SET TASK:
Copy every row below word for word, in the same order.

MATERIAL PROVIDED:
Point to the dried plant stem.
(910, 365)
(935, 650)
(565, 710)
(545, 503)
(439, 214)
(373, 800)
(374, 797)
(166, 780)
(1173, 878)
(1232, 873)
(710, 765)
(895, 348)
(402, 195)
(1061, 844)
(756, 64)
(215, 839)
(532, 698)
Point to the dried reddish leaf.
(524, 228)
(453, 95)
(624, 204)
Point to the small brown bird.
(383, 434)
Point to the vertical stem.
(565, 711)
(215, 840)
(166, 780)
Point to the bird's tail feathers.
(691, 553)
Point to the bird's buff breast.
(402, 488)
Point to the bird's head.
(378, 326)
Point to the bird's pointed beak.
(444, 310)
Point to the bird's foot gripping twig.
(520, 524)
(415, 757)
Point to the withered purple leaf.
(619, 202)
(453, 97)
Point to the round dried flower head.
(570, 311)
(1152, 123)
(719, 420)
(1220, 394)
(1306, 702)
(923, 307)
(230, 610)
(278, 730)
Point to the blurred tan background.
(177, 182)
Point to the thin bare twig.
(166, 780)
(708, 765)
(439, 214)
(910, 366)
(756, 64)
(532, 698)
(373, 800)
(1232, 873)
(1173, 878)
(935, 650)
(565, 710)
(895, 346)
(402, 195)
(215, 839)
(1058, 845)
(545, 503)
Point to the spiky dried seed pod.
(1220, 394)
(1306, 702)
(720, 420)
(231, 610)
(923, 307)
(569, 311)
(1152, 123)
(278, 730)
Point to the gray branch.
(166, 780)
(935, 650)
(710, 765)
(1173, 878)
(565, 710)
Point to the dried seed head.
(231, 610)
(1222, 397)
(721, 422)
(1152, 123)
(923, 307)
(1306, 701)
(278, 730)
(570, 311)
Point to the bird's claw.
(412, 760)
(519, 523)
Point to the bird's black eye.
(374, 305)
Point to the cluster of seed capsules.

REPLY TO THE TASK:
Point to the dried plant stem.
(910, 365)
(935, 650)
(565, 710)
(545, 503)
(439, 214)
(373, 800)
(374, 797)
(166, 780)
(1173, 878)
(1232, 873)
(710, 765)
(895, 348)
(402, 195)
(1061, 844)
(756, 64)
(215, 839)
(532, 698)
Point to the dried reddish leaf.
(524, 228)
(453, 95)
(624, 204)
Point to the small brown bird.
(383, 434)
Point to the vertical stem.
(565, 711)
(215, 840)
(166, 780)
Point to the bird's tail feathers.
(691, 553)
Point to the bird's buff breast.
(402, 488)
Point to the bird's head.
(378, 326)
Point to the bird's pointed beak.
(444, 310)
Point to the bird's foot gripping twig.
(520, 524)
(415, 757)
Point to the withered purple leaf.
(619, 202)
(453, 97)
Point to the round dried flower head.
(570, 311)
(1152, 123)
(719, 420)
(1220, 394)
(1306, 702)
(923, 307)
(230, 610)
(278, 730)
Point to the blurred tan background.
(177, 182)
Point to the thin bare twig.
(166, 780)
(708, 765)
(439, 214)
(910, 366)
(756, 64)
(532, 698)
(373, 800)
(1232, 873)
(1173, 878)
(935, 650)
(565, 710)
(895, 346)
(402, 195)
(215, 839)
(1058, 845)
(545, 503)
Point to the spiky dried seed pod.
(1220, 394)
(1306, 702)
(720, 420)
(231, 610)
(923, 307)
(569, 311)
(1152, 123)
(278, 730)
Point to the gray branch.
(166, 780)
(935, 650)
(710, 765)
(1173, 878)
(565, 710)
Point to the dried seed head.
(231, 610)
(1222, 397)
(721, 422)
(1152, 123)
(923, 307)
(1306, 701)
(278, 730)
(570, 311)
Point to the bird's claw.
(412, 760)
(519, 523)
Point to the bird's black eye.
(374, 305)
Point to the cluster of seed capsules.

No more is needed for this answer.